■ **EXERCISE OBJECTIVE**:
Update the records below by replacing "with a single dot" with "with one point" wherever it appears. Leave every other part of the records unchanged.

(Records from a collection)
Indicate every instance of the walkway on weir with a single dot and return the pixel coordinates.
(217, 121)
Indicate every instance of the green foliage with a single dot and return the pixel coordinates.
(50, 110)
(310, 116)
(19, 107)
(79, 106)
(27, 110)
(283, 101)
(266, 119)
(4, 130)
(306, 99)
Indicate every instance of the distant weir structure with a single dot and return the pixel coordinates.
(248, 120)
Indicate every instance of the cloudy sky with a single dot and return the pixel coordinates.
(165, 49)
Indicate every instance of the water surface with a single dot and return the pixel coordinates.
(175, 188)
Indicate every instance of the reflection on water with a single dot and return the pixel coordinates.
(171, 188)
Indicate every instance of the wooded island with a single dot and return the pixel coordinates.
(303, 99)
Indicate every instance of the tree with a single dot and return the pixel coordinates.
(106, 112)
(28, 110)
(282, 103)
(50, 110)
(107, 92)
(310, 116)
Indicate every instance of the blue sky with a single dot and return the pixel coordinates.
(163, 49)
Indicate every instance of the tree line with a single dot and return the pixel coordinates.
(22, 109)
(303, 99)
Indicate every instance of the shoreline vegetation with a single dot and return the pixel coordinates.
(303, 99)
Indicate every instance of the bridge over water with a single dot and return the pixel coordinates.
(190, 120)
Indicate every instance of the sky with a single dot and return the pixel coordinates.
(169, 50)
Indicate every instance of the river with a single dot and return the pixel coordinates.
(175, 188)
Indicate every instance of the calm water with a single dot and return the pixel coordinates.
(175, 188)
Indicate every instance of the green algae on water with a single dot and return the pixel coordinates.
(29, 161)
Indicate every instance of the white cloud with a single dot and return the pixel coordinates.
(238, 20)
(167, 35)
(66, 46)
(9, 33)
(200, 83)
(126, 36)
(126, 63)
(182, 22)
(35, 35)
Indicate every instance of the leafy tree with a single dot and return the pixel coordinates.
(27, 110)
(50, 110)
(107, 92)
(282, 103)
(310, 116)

■ **EXERCISE OUTPUT**:
Indicate every instance of the walkway on weir with one point and return the pixel coordinates.
(217, 121)
Indicate every instance of the green foliage with one point and return the pixel coordinates.
(50, 110)
(310, 116)
(19, 107)
(79, 106)
(27, 110)
(283, 101)
(266, 119)
(4, 130)
(306, 99)
Indicate every instance of the distant weir structure with one point and return the pixel coordinates.
(248, 120)
Indicate every instance of the cloudy sky with one point and return the pixel coordinates.
(165, 49)
Indicate every instance of the water surface with one point and return the pixel coordinates.
(175, 188)
Indicate every instance of the reflection on water with one point and return the pixel coordinates.
(171, 188)
Indicate every instance of the wooded island with one point and return the pixel coordinates.
(303, 99)
Indicate every instance of the tree with one point and return the pixel coordinates.
(106, 112)
(28, 110)
(282, 103)
(50, 110)
(107, 92)
(310, 116)
Indicate every instance of the blue sky with one point and return the pixel coordinates.
(163, 49)
Indicate every instance of the tree line with one point and return the pixel coordinates.
(22, 109)
(303, 99)
Indicate every instance of the shoreline vegetation with one point and return the pixel coordinates.
(303, 99)
Indicate every instance of the bridge over water with one point and return the pixel coordinates.
(190, 120)
Indicate every instance of the sky with one point and return the pixel coordinates.
(169, 50)
Indicate every instance of the river with one point and return the pixel coordinates.
(175, 188)
Indicate every instance of the calm water with one point and return the pixel coordinates.
(175, 188)
Indicate every instance of the green algae on water with one point and return the pixel coordinates.
(29, 161)
Indicate every instance of the white cloud with one point and return the pixel coordinates.
(238, 20)
(167, 35)
(66, 46)
(9, 33)
(200, 83)
(126, 36)
(126, 63)
(182, 22)
(35, 35)
Indicate every instance of the leafy tree with one point and return the pixel coordinates.
(27, 110)
(50, 110)
(107, 92)
(282, 103)
(310, 116)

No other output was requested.